Task brief = This exercise asks for every line of the material that contains the word "sample".

___

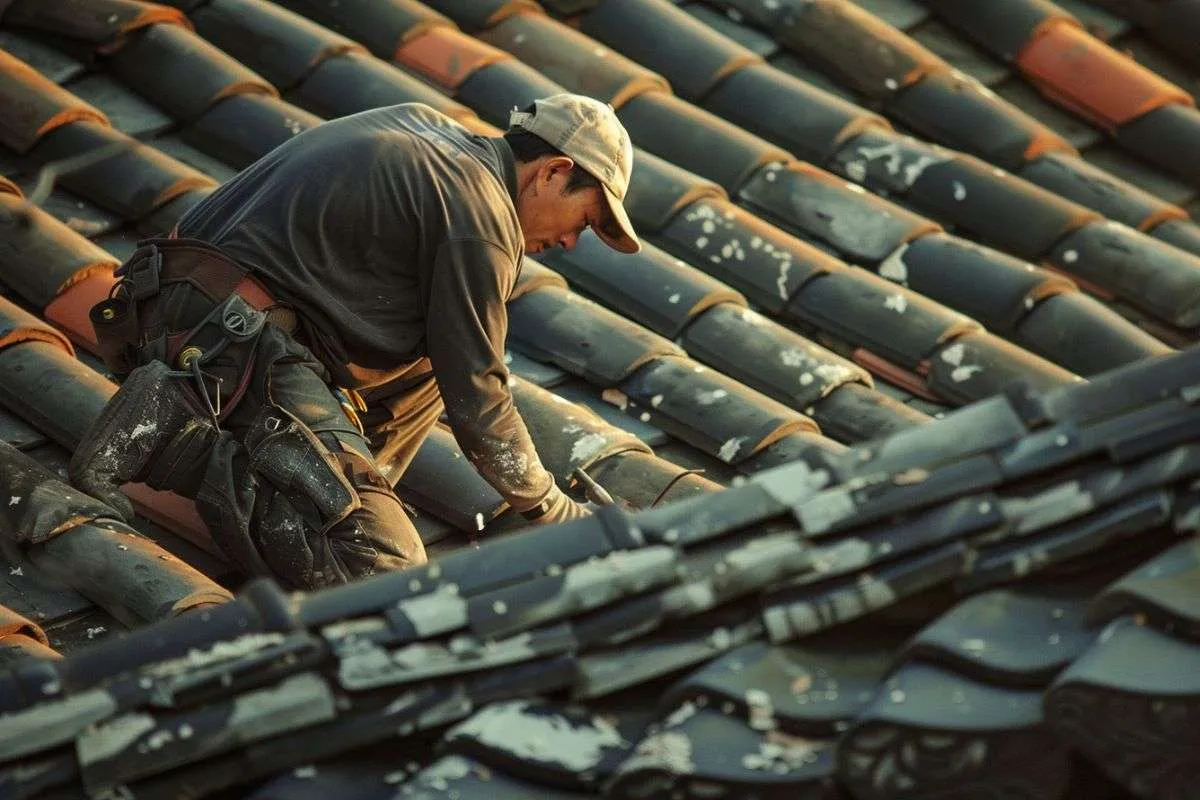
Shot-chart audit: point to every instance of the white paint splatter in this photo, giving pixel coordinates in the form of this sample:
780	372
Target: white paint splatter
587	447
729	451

___

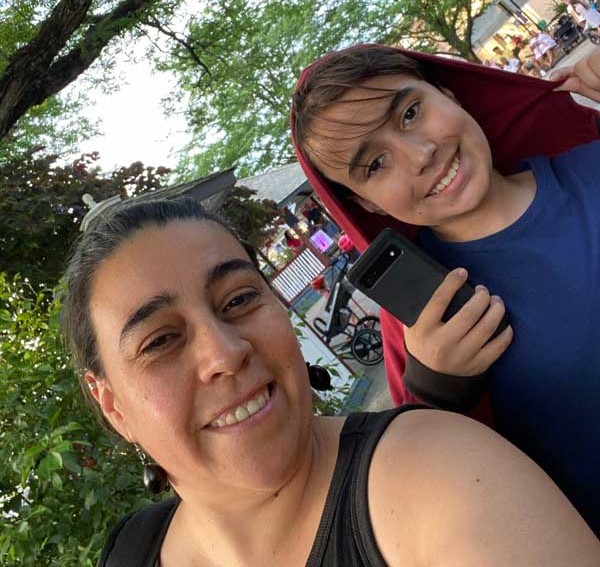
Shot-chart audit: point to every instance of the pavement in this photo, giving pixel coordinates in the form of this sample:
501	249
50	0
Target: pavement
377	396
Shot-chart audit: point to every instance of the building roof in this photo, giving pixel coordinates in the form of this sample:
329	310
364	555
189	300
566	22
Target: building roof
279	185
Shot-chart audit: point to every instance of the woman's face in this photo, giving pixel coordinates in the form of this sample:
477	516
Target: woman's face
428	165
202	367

___

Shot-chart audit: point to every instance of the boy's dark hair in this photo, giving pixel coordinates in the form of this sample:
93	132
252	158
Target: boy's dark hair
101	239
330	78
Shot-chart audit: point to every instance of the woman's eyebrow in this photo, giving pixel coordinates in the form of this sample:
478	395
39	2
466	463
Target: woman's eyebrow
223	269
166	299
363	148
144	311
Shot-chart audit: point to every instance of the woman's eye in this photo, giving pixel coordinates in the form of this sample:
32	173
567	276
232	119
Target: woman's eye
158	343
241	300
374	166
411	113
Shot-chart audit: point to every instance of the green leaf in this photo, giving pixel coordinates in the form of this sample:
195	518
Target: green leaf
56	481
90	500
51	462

___

Answer space =
Shot-chart audit: point to every instance of the white paint splatter in this photo, giving pixel coordinates in the form of this sample:
Shot-chart audit: point to every instance of the pavement in this photo, giving pixel coordinates in the form of this sample:
Shot-chart audit: point to every instance of the building roof in this photo, giving pixel coordinates in the form of this sample:
Shot-chart audit: point to every instance of the woman's face in this photo, giving pixel coordinates in the form of this sample:
Shot-chart audit: point to every instance of the boy's dark hair in this photo, giving pixel coordinates in the form of this sample:
Shot-chart audit: point to every instance of the woman's eyebrow in this photo, giving pixel coordinates in the form of this sample:
Shot-chart audit: point to every instance of the woman's eye in this photo, giving pixel coordinates in the form of this sample:
Shot-chart audit: point to every instance of the green leaf in this photo, giving pixel coordinates in the form of this sample:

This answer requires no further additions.